**Text to read:**
>>

0

I want to read a html file line and line and need to store the elements .for textbox i have to store the id,name,type attribute values into some collection. In the same i need to get attributes for checkbox, radiobox etc

Is their any API to parse the html file line by line.

  • Before attempting to parse HTML with anything, take a look at the top answer here: http://stackoverflow.com/questions/1732348/regex-match-open-tags-except-xhtml-self-contained-tags – NickJ Mar 06 '14 at 12:30
  • 1
    Check this out http://stackoverflow.com/questions/2168610/which-html-parser-is-the-best – Laura Mar 06 '14 at 12:34

4 Answers4

2

You can use a DOM Parser and read all Elements and Attributes. Or you could use this library(jsoup) which is based on the DOM Parser.

<<

**Problems and tasks:**
- 1) In one to three sentences, explain why the answer in the thread on parsing HTML recommends a DOM Parser for collecting the id, name and type values of textboxes, checkboxes and radio boxes.
- 2) Write the next part of the thread on parsing HTML, picking up after its final sentence.

Excerpts of pointing data:
>>

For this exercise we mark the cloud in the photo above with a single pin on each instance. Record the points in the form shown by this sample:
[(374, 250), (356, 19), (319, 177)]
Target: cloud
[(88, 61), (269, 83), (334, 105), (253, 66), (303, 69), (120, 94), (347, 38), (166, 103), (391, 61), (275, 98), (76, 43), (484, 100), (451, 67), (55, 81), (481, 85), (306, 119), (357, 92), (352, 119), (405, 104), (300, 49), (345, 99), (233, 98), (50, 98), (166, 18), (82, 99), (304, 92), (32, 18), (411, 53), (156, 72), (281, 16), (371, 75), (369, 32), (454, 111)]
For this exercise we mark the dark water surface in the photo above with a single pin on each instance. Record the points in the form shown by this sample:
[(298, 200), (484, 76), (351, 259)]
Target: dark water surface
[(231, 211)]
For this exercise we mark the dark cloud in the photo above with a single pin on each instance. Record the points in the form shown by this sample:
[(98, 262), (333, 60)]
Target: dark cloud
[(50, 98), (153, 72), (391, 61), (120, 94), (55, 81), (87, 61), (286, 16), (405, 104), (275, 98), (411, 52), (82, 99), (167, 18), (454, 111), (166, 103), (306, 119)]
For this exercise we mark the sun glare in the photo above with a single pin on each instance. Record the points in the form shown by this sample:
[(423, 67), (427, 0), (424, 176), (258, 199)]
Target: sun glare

<<

**Exercise results:**
- 1) A DOM Parser can read all elements and their attributes, so it can supply the id, name and type values the asker wants to store in a collection. The jsoup library is named as an alternative because it is based on the DOM Parser.

- 2)
Klemens Morbe
  • 595
  • 9
  • 24
  • 1
    I would have recommended jsoup, simple and easy to use with very good documentation. +1 – tpbapp Mar 06 '14 at 12:38
  • reading the input elements using jsoup like "doc.getElementsByTag("input")". By using this i am able to read the attribute values. but the problem is, i should not hardcode the word "input" or "form" or "textarea". –  Mar 06 '14 at 12:46
1

Use Class StringBuilder

 StringBuilder contentBuilder = new StringBuilder();
 try {
      BufferedReader in = new BufferedReader(new FileReader("mypage.html"));
      String str;
      while ((str = in.readLine()) != null) {
          contentBuilder.append(str);
      }
      in.close();
 } catch (IOException e) {
      System.err.println("HTML File Read Error: " + e.getMessage());
 }
 String content = contentBuilder.toString();
Jaykumar Patel
  • 26,836
  • 12
  • 74
  • 76
0

No, since that doesn't make sense: HTML has no useful notion of "line". What you need to do is read the HTML element by element.

There are lots of parsers for XML but HTML is a more lenient, so you need a special parser for it. Try JTidy.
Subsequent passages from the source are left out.